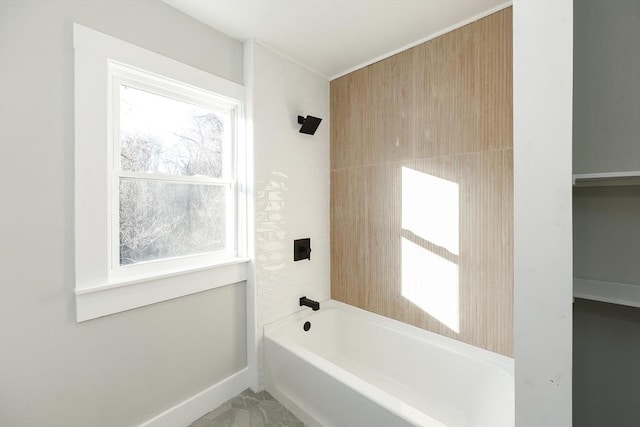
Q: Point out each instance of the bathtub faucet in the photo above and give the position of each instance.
(315, 305)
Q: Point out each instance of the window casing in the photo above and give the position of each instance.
(123, 78)
(114, 194)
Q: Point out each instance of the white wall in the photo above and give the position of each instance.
(122, 369)
(542, 97)
(291, 185)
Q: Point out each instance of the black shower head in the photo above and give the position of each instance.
(309, 124)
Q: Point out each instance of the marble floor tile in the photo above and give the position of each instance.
(249, 409)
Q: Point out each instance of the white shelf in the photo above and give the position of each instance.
(614, 293)
(606, 179)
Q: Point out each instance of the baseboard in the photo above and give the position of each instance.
(294, 408)
(184, 413)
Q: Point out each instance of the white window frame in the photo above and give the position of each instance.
(103, 286)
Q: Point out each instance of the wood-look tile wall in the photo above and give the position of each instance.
(443, 108)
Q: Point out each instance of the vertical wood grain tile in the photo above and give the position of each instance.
(446, 94)
(350, 119)
(391, 96)
(495, 77)
(348, 236)
(444, 109)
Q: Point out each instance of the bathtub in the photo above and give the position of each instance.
(358, 369)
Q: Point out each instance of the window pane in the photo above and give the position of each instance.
(160, 134)
(164, 220)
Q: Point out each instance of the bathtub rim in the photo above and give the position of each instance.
(504, 363)
(379, 396)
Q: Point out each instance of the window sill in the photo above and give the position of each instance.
(110, 298)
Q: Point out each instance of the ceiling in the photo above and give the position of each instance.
(333, 37)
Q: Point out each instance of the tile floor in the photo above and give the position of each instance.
(249, 409)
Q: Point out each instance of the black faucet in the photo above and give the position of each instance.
(315, 305)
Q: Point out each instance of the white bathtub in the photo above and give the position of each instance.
(357, 369)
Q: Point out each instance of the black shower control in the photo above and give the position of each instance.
(301, 249)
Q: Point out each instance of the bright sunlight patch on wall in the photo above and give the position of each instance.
(430, 245)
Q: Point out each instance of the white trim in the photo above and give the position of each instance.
(252, 322)
(611, 292)
(98, 291)
(425, 39)
(101, 301)
(94, 43)
(605, 179)
(186, 412)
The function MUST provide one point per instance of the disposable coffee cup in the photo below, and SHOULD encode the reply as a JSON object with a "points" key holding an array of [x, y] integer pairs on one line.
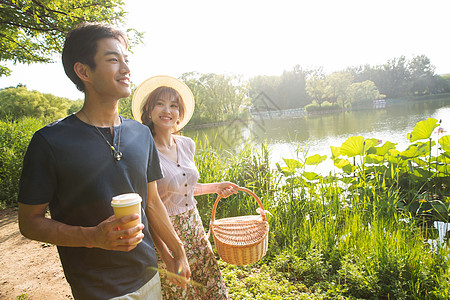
{"points": [[125, 205]]}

****************************************

# AIM OF THE TASK
Pictures are not part of the copy. Return every record exactly.

# RESPONSE BELOW
Q: Point out each instance of the bathtub faucet in the photo above and give the position of each instance.
(315, 305)
Q: Point out each instance of the window casing in the photo above and give the position of each instance.
(123, 78)
(114, 194)
Q: Point out each instance of the white wall in the photo above and give the position of each instance.
(122, 369)
(542, 97)
(291, 185)
Q: Point out each instance of the black shower head in the photo above and give the position of each instance.
(309, 124)
Q: Point out each instance of the marble floor tile in the photo above and give the position of each instance.
(249, 409)
Q: Point out each instance of the white shelf in the photo above and give the position of each instance.
(614, 293)
(606, 179)
Q: Point out each instance of the baseboard in the photo above and give the position of each instance.
(294, 408)
(184, 413)
Q: Point out each instance of the white window frame in the photo above and give the position of each instance.
(103, 286)
Q: Point out each instance of the wood-look tile wall in the photo above and give the position of each instance.
(443, 108)
Q: Point out each instance of the vertical wood grain tile in the photo above and give the position of each instance.
(446, 94)
(350, 119)
(391, 96)
(495, 77)
(348, 236)
(444, 109)
Q: Point out each instance of the bathtub in the photo above and give the position of each instance.
(358, 369)
Q: Point out each instance of the window pane in the photo above and give the position of each instance.
(160, 134)
(164, 220)
Q: Point out each instance of the bathtub rim in the photo above and give the position of each instance.
(504, 363)
(379, 396)
Q: Point out each instance of the window sill in the photo above and give the position of each instance.
(110, 298)
Q: Point out each instance of the ceiling in the photo above and give the position of each instance.
(333, 37)
Q: Point out each instance of the tile floor in the photo above and give the position of each instance.
(249, 409)
Q: Point out each instance of the black faucet in the photo above and give the position of each instance.
(315, 305)
Q: Point out each instance of the white bathtub in the photo above and give the position of each instance.
(357, 369)
Q: Point out each instance of the black shower control in the photo above and give the position of each instance.
(301, 249)
Q: Point out each instance of the bright sunlight patch on wall in the photo above and give the position of each instance.
(430, 245)
Q: Point out each instance of the white trim in the photo above and give the position of each instance.
(252, 322)
(611, 292)
(98, 291)
(425, 39)
(101, 301)
(94, 43)
(605, 179)
(186, 412)
The function MUST provide one point per instance of the disposable coffee cup in the photo below, and SHOULD encode the reply as a JSON object with a "points" key holding an array of [x, y] integer pairs on one line.
{"points": [[125, 205]]}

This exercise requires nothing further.